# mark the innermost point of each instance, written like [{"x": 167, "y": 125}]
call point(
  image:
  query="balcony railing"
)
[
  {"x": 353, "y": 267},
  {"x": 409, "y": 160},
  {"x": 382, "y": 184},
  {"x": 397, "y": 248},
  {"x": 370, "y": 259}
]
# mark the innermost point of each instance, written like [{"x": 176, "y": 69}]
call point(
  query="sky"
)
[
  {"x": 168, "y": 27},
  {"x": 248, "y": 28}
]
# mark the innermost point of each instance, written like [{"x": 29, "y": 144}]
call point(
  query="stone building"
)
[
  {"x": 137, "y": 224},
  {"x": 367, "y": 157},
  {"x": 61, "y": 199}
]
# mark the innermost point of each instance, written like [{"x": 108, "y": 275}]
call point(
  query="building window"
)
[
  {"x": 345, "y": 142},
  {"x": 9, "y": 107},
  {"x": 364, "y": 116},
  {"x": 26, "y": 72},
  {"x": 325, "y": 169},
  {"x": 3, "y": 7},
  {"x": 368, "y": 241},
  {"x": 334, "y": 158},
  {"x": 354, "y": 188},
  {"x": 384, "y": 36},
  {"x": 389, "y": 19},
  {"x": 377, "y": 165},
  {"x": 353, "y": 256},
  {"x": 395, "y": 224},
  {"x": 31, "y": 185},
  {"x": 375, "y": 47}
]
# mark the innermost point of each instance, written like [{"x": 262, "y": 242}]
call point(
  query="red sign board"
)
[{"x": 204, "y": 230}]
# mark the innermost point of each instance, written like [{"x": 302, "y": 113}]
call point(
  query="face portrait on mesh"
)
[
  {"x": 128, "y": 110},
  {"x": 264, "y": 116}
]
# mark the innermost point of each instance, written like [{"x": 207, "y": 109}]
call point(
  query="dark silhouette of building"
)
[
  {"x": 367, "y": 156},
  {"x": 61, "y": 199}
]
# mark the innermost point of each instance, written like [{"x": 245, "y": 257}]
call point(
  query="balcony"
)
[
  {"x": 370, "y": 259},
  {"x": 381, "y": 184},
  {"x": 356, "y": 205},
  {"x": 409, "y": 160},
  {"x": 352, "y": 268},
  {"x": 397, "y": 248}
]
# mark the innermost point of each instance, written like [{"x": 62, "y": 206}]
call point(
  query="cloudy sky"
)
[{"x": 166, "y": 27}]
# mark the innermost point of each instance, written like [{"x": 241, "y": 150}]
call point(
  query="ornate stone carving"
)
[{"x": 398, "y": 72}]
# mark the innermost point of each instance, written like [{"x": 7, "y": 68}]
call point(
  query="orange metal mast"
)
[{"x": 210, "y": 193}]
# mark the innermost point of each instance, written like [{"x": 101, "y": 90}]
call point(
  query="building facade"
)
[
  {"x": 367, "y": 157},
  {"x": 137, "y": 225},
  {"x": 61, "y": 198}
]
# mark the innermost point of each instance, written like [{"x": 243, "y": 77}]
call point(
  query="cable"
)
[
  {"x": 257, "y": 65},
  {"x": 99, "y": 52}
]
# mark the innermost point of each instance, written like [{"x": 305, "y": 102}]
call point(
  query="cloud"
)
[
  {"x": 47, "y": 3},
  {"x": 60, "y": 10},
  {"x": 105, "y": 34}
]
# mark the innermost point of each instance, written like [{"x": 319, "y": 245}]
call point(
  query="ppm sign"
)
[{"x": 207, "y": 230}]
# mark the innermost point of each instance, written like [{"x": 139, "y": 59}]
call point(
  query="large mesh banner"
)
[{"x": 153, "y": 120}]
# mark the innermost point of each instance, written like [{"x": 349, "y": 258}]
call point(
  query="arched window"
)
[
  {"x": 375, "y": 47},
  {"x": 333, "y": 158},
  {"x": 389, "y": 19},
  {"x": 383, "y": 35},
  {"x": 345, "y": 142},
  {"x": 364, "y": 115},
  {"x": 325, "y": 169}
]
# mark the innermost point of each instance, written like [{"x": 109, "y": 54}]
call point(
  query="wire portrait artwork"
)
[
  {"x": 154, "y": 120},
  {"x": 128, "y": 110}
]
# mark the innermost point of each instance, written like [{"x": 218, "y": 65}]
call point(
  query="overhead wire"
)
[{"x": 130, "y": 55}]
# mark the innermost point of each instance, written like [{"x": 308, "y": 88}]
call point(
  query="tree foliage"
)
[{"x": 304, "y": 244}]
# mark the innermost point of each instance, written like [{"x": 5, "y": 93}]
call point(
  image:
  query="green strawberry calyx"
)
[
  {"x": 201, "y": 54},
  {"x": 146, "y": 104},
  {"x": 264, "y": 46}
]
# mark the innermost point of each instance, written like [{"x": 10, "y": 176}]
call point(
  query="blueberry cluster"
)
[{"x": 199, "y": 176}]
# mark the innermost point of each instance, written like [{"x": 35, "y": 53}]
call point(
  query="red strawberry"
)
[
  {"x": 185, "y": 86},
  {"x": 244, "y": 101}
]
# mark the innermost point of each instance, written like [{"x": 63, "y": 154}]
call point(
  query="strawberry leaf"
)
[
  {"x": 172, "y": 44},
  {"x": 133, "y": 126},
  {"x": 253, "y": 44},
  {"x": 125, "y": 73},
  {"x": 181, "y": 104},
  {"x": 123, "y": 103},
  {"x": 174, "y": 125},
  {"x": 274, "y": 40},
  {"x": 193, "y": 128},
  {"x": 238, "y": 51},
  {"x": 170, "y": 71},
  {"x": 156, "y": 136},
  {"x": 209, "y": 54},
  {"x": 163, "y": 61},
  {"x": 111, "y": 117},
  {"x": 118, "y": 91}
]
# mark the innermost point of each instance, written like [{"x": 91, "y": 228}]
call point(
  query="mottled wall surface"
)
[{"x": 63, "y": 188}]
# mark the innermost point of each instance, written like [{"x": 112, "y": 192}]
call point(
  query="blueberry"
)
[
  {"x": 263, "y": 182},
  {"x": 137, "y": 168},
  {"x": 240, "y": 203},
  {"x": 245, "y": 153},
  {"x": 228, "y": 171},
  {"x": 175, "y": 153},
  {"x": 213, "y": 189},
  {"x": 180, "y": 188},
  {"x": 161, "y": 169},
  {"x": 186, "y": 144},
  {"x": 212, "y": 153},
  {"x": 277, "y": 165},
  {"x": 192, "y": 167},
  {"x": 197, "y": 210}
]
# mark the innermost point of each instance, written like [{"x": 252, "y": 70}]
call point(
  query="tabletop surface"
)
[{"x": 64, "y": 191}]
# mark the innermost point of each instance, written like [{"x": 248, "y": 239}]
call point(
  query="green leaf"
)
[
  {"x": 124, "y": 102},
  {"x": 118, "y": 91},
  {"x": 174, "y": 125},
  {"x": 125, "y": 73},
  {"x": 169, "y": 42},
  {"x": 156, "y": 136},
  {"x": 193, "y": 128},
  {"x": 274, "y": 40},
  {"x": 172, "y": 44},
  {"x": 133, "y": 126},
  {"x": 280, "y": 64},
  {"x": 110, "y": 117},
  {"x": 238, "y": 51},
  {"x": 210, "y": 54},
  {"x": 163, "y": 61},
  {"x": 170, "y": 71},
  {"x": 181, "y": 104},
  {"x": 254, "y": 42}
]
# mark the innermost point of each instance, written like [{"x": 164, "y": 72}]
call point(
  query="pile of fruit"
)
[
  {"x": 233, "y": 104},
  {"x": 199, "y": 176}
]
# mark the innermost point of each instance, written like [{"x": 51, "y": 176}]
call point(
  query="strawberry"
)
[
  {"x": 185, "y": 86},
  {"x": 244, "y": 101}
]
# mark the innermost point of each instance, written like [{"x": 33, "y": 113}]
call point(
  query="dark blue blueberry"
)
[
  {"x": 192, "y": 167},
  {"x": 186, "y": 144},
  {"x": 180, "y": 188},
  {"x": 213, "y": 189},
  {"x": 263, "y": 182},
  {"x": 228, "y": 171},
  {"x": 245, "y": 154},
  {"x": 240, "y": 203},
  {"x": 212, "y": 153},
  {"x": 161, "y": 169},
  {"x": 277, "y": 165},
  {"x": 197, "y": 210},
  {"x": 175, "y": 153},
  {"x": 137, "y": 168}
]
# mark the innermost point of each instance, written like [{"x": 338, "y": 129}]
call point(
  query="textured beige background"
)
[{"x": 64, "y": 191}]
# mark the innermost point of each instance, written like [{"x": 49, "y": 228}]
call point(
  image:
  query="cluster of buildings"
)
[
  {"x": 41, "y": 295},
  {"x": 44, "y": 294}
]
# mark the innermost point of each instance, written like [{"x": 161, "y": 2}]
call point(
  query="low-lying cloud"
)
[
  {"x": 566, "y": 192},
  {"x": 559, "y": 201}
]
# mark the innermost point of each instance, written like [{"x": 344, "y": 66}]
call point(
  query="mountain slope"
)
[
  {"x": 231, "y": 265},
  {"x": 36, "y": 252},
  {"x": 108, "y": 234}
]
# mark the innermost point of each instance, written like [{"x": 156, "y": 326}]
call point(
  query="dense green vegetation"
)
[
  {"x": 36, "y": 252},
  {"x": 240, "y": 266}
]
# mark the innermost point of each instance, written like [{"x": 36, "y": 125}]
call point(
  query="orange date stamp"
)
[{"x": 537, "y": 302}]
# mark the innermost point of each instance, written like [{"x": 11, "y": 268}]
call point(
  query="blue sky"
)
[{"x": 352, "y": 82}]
----------------------------------------
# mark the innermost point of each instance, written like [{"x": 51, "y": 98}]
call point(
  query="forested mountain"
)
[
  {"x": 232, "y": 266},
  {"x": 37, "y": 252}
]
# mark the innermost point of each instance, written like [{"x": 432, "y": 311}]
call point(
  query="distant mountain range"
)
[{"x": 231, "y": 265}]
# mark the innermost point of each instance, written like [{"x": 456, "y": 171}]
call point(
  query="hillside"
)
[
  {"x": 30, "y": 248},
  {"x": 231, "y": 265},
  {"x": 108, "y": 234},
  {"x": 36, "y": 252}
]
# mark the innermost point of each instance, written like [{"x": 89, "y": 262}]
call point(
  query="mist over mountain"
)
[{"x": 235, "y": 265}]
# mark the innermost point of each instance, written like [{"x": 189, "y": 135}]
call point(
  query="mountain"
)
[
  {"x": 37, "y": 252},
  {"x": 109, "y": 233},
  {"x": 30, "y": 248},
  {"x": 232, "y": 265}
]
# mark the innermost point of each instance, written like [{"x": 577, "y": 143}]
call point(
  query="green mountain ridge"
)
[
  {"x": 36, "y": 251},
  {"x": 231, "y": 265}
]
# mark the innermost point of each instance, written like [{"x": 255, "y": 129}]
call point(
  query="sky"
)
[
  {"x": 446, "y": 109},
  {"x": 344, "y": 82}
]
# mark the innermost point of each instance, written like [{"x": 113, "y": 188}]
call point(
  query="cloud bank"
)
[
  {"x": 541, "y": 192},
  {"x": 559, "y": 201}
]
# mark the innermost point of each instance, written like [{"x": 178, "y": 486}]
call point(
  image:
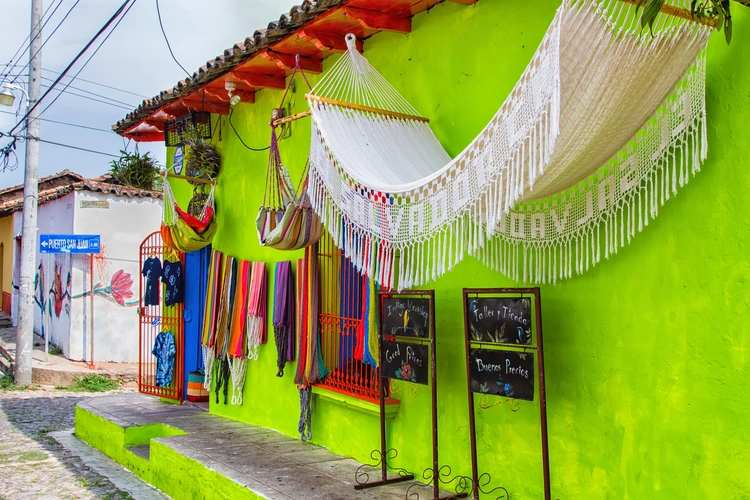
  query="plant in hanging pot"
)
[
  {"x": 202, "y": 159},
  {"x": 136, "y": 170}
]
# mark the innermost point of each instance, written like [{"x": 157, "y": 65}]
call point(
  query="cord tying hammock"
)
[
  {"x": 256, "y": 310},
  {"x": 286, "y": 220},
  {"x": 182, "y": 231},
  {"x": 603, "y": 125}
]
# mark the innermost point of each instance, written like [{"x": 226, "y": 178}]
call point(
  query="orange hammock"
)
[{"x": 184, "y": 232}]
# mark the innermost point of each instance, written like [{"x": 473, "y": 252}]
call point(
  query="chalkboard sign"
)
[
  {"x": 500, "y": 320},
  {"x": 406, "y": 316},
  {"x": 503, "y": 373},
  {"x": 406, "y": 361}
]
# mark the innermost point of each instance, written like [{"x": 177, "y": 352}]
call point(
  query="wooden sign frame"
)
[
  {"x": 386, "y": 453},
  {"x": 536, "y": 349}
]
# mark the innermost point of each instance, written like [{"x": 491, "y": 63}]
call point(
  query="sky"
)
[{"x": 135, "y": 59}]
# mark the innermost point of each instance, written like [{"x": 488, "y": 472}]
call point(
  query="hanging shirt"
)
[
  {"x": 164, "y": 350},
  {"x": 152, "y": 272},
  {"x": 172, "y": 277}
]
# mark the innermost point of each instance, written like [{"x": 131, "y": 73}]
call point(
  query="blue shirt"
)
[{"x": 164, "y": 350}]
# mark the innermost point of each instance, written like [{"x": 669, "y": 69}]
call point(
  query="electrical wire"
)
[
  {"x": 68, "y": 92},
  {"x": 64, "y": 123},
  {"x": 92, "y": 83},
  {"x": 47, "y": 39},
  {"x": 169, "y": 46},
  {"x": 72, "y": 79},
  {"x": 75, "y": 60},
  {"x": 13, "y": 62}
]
----------------------------------------
◆ WHAT THE TASK ASKS
Your reply must be one number, namely how many lines of the material above contain the string "green".

◆ EXPECTED OUTPUT
4